__Source passage__:
◇ ◇ ◇

There are changes in terms of power saving, too. Older graphics cards, when connected to two monitors, could not switch to the power-saving mode and worked at their Low 3D frequencies instead, which led to higher power consumption and temperature in idle mode.

The new graphics card has fewer limitations in this respect. It can now switch to power-saving mode even with four monitors attached if all of them use the same display resolution. But if there is at least one monitor whose resolution differs from the others', the graphics card will use the Low 3D frequencies instead.

NVENC Encoder

Yet another interesting feature of GK104/Kepler chip is integrated hardware video encoder known as NVENC. It can encode 1080p video in the H.264 format’s Base, Main and High 4.1 profiles in hardware, provided that the software  supports it. Nvidia claims that in terms of speed  Envencs's performance is higher than that of software solutions that utilize the GPU’s CUDA cores for video encoding. This technology seems to be targeted at notebook users who need to edit or broadcast HD video captured from camera, which means it is heavely software dependent..

◇ ◇ ◇

__Records supplied__:
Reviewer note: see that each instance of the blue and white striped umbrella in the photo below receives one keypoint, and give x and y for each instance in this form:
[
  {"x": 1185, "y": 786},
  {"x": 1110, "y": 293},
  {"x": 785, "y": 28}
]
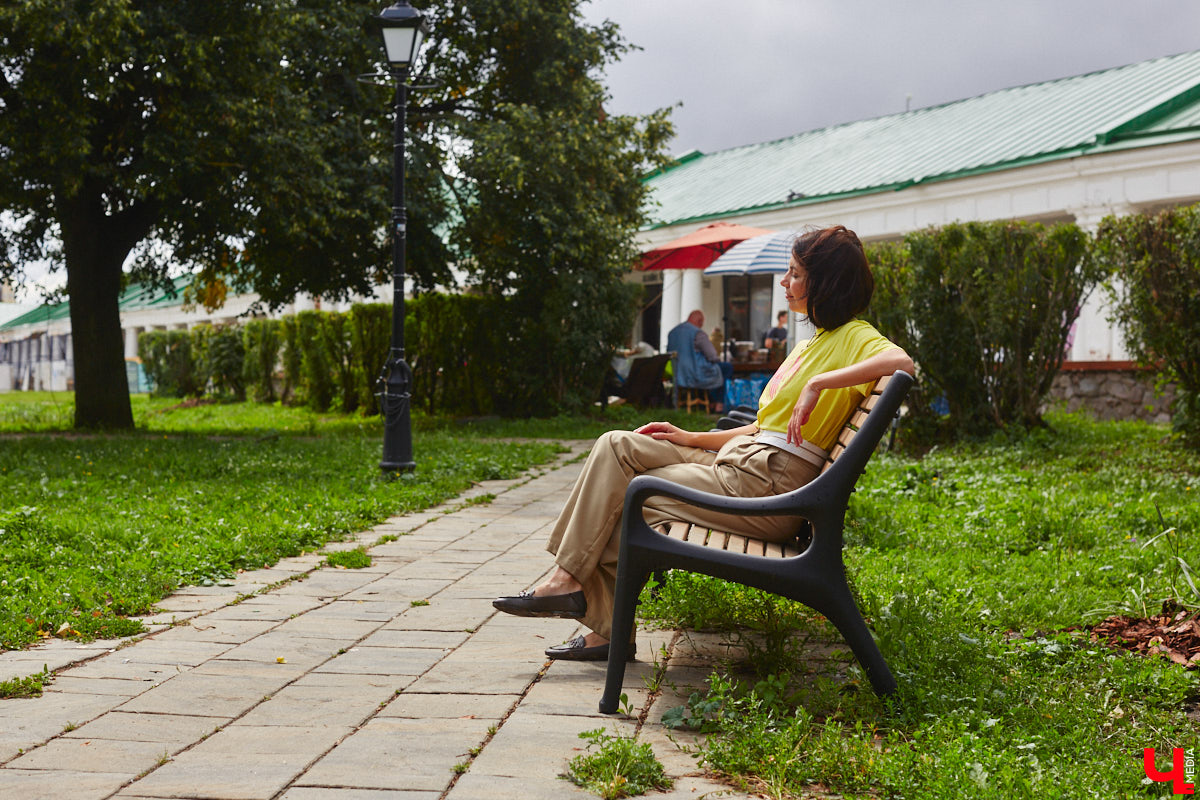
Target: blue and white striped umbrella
[{"x": 765, "y": 253}]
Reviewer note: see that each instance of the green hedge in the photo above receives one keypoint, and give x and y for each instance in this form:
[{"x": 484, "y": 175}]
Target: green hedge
[
  {"x": 1155, "y": 295},
  {"x": 168, "y": 361},
  {"x": 985, "y": 310},
  {"x": 333, "y": 360}
]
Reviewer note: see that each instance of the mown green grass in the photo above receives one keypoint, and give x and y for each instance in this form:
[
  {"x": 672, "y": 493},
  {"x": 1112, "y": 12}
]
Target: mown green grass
[
  {"x": 976, "y": 565},
  {"x": 97, "y": 528}
]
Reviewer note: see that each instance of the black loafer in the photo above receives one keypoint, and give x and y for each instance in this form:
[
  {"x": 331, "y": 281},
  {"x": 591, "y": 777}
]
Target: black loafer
[
  {"x": 571, "y": 606},
  {"x": 577, "y": 650}
]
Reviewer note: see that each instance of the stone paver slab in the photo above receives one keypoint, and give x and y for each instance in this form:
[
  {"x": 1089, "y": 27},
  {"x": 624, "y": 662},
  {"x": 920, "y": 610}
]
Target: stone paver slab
[
  {"x": 473, "y": 786},
  {"x": 173, "y": 731},
  {"x": 420, "y": 638},
  {"x": 538, "y": 745},
  {"x": 400, "y": 753},
  {"x": 448, "y": 707},
  {"x": 312, "y": 793},
  {"x": 307, "y": 705},
  {"x": 329, "y": 627},
  {"x": 197, "y": 695},
  {"x": 384, "y": 661},
  {"x": 129, "y": 758},
  {"x": 39, "y": 785},
  {"x": 226, "y": 631}
]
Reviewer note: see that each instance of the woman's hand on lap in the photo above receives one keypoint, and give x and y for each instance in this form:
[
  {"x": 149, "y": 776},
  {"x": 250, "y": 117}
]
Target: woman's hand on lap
[
  {"x": 664, "y": 431},
  {"x": 804, "y": 405}
]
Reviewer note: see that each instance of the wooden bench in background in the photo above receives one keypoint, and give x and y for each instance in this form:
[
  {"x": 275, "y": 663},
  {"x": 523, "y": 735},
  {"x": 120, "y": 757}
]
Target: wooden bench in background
[{"x": 808, "y": 569}]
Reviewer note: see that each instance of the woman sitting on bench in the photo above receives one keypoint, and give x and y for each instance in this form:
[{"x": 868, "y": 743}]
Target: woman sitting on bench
[{"x": 801, "y": 411}]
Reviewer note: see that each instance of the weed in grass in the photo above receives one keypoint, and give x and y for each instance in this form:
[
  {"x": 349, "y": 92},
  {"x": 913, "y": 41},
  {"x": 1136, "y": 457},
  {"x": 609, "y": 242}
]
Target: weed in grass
[
  {"x": 354, "y": 559},
  {"x": 27, "y": 686},
  {"x": 619, "y": 768}
]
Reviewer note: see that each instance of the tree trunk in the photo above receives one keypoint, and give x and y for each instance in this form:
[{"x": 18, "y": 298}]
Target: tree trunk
[{"x": 95, "y": 253}]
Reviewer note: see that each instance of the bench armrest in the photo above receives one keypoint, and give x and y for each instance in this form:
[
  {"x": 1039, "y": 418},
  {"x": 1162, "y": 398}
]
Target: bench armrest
[{"x": 801, "y": 501}]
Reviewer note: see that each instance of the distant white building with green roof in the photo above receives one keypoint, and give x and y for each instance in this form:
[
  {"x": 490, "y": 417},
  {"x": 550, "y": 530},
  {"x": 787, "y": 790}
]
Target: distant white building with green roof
[
  {"x": 1077, "y": 149},
  {"x": 36, "y": 352}
]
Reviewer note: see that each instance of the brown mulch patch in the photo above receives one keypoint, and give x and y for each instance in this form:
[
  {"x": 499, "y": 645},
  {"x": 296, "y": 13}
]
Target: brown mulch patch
[{"x": 1174, "y": 633}]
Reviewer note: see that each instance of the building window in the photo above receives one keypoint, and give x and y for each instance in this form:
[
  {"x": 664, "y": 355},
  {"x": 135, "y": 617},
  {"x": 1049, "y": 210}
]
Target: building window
[{"x": 748, "y": 307}]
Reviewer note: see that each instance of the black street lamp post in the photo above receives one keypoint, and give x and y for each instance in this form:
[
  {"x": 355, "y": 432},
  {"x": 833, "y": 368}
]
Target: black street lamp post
[{"x": 403, "y": 28}]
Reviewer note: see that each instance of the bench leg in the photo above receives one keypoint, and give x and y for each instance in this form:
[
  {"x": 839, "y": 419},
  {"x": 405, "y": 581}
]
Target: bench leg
[
  {"x": 629, "y": 587},
  {"x": 846, "y": 618}
]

◇ ◇ ◇

__Tasks to complete__:
A: Can you print the graphics card passage from "There are changes" up to and including "3D frequencies instead."?
B: Could you carry the graphics card passage forward from its last sentence?

__Task responses__:
A:
There are changes in terms of power saving, too. Older graphics cards, when connected to two monitors, could not switch to the power-saving mode and worked at their Low 3D frequencies instead, which led to higher power consumption and temperature in idle mode.

The new graphics card has fewer limitations in this respect. It can now switch to power-saving mode even with four monitors attached if all of them use the same display resolution. But if there is at least one monitor whose resolution differs from the others', the graphics card will use the Low 3D frequencies instead.

B:
Winding up the theoretical part of our review, we have to confess that the Kepler architecture looks truly impressive even on cursory inspection. It brings about a lot of diverse improvements over the previous architecture, so Nvidia can make its new product interesting to different categories of users. The new antialiasing and adaptive vertical sync algorithms help get smoother and better-looking visuals in video games. The support for up to four monitors can be interesting for gamers as well as professionals. The hardware video decoder and low power consumption are the winning points in a notebook user’s eyes. And, finally, its highest-ever performance is just what computer enthusiasts want. Let’s now check out these claims practice.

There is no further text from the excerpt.